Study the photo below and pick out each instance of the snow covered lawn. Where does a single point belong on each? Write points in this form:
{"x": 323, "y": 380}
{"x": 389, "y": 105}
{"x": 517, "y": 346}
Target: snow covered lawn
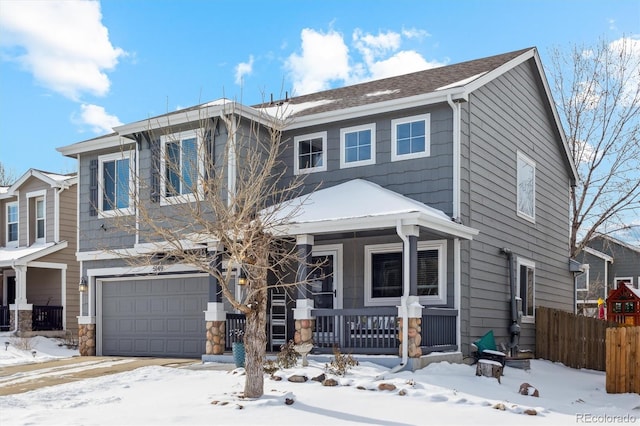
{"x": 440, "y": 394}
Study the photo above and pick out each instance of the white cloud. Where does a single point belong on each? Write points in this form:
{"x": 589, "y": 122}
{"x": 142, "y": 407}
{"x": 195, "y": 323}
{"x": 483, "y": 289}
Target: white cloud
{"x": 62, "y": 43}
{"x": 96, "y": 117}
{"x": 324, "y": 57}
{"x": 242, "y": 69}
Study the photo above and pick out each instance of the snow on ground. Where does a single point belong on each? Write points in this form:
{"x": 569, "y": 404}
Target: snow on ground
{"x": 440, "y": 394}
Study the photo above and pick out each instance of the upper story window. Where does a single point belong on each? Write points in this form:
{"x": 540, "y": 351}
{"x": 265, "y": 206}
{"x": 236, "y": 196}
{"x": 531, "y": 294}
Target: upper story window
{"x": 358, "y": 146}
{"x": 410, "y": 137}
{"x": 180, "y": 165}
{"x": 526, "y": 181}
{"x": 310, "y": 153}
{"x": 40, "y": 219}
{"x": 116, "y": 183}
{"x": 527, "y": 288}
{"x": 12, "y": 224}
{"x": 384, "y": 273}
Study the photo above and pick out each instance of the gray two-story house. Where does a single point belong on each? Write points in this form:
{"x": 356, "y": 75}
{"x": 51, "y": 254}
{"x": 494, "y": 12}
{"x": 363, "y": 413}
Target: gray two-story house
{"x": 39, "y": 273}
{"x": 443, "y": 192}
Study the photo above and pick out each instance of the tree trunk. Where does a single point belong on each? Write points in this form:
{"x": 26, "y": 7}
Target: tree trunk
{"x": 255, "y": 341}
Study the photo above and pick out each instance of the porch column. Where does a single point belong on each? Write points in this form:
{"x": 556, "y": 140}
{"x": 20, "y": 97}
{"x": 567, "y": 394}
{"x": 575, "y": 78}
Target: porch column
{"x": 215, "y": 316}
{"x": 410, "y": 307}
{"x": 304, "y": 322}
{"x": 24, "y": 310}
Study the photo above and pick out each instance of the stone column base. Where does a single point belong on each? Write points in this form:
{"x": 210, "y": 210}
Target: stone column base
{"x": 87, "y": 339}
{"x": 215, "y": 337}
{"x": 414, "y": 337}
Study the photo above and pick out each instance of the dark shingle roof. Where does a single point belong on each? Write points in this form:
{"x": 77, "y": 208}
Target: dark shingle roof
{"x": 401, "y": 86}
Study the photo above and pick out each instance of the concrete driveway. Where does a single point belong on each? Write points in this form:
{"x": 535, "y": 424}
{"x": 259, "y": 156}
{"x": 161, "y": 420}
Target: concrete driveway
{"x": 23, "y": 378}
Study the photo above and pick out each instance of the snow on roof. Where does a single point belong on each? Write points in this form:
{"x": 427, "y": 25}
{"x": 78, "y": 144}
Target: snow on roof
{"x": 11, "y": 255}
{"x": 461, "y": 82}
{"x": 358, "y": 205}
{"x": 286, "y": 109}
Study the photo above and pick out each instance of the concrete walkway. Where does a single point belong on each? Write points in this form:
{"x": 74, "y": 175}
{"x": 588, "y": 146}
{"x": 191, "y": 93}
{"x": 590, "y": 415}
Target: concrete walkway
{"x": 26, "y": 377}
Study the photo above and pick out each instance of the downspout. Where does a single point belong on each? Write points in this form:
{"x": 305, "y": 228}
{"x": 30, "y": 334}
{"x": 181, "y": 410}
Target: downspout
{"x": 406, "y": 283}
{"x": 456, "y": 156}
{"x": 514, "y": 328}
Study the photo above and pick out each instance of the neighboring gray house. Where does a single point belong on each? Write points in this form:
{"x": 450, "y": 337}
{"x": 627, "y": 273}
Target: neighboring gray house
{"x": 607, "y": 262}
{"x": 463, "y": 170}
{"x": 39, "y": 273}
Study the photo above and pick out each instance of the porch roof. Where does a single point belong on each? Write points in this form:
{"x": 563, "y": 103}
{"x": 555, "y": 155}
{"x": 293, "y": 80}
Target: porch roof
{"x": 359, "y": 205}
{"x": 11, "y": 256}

--

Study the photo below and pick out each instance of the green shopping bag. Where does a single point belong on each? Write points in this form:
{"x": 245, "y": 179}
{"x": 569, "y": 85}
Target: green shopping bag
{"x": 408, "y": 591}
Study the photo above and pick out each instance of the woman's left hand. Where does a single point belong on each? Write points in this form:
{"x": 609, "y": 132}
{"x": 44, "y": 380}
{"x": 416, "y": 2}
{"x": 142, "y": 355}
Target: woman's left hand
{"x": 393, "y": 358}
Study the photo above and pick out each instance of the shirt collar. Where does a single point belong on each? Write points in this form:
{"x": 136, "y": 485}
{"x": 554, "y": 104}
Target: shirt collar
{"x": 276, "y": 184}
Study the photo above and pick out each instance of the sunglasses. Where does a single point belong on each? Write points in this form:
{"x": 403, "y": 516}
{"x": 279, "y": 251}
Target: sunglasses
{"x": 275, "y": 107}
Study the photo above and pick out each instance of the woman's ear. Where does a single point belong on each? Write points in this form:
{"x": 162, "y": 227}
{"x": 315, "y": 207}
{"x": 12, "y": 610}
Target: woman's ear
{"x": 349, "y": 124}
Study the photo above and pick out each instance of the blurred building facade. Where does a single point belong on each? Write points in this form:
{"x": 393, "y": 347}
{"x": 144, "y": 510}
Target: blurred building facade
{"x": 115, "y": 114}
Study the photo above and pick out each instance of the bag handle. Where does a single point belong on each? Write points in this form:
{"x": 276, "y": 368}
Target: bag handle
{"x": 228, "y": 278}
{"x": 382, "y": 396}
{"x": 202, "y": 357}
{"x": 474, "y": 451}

### What to do
Find every line in the records above that contains the word "left" and copy each such line. Case matters, so match only lines with that exact capitalization.

### Solution to this exercise
Study the photo above and pick out each instance of the woman's left hand. Where does a single point belong on each? Write points in this form:
Target: woman's left hand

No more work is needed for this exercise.